### GOAL
Copy the data lines below verbatim, beginning with the line that contains "sky --coords whole-pixels" and continuing through the line that contains "[[[120,21],[99,21],[99,22],[54,22],[54,31],[120,31]]]", including both of those lines.

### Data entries
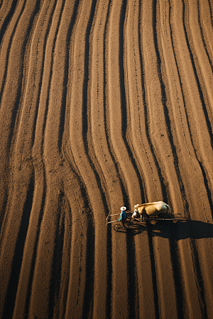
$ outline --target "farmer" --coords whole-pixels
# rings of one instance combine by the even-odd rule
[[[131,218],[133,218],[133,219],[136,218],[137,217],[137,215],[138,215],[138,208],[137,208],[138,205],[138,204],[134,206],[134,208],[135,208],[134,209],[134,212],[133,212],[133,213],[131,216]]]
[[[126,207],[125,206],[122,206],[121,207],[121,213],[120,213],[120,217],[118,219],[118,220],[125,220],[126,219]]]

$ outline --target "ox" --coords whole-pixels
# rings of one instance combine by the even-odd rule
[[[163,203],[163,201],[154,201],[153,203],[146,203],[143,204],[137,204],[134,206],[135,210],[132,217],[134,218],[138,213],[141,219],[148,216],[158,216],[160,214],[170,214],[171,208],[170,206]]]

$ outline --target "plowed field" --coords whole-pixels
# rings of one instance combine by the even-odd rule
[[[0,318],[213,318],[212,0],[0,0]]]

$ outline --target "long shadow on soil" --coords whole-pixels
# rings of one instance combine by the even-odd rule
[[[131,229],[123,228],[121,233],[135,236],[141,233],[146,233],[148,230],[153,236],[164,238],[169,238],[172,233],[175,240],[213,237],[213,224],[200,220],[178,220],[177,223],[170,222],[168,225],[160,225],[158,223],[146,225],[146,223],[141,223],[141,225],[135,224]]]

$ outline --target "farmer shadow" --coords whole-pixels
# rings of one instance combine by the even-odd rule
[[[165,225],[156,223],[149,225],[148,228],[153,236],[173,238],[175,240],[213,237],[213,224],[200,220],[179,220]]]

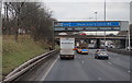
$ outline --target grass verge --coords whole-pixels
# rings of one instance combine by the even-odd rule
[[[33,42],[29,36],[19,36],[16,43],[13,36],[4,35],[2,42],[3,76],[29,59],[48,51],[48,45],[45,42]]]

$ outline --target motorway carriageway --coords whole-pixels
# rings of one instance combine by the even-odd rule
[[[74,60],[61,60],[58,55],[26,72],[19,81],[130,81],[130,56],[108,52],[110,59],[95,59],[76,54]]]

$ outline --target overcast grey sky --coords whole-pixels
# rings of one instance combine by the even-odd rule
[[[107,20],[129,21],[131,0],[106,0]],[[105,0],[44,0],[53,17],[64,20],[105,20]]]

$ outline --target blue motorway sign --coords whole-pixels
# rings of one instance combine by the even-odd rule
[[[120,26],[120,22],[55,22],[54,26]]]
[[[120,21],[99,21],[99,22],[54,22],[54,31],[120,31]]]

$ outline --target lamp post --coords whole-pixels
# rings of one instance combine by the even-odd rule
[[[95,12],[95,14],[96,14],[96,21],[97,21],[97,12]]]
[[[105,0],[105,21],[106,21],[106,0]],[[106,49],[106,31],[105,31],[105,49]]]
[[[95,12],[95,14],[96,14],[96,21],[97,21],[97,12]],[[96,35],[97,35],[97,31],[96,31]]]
* * *
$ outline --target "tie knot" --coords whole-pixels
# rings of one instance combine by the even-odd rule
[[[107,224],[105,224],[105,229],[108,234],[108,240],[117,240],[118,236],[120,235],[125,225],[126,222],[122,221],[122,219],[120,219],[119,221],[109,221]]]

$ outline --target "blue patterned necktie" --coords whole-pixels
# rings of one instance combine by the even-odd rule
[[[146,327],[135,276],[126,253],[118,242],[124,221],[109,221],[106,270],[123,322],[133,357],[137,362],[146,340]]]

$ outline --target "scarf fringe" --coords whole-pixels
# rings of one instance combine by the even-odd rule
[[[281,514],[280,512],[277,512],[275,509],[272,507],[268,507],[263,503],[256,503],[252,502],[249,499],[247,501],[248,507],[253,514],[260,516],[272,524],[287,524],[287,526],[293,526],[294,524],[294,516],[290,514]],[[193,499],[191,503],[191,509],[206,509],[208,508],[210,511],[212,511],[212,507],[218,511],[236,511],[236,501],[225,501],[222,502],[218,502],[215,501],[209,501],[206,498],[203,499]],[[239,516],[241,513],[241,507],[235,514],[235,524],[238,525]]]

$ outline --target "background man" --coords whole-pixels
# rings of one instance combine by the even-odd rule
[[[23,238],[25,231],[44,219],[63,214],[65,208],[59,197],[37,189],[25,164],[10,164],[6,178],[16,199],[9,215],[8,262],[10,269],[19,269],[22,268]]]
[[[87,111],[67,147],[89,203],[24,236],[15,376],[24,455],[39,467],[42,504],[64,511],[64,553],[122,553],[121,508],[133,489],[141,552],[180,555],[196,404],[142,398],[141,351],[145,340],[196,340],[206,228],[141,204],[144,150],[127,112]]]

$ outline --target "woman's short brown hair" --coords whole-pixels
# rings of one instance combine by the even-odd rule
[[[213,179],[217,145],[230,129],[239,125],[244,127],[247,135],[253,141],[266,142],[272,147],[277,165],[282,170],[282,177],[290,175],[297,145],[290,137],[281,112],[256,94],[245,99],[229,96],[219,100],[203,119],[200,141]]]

### FINISHED TASK
$ outline --target overcast grey sky --coords whole-pixels
# rings of one instance combine by the even-odd rule
[[[107,20],[129,21],[131,0],[106,0]],[[105,0],[44,0],[53,17],[64,20],[105,20]]]

$ outline --target blue motorway sign --coords whole-pixels
# rings of one instance combine by the even-odd rule
[[[120,26],[120,22],[55,22],[54,26]]]
[[[120,21],[99,21],[99,22],[54,22],[54,31],[120,31]]]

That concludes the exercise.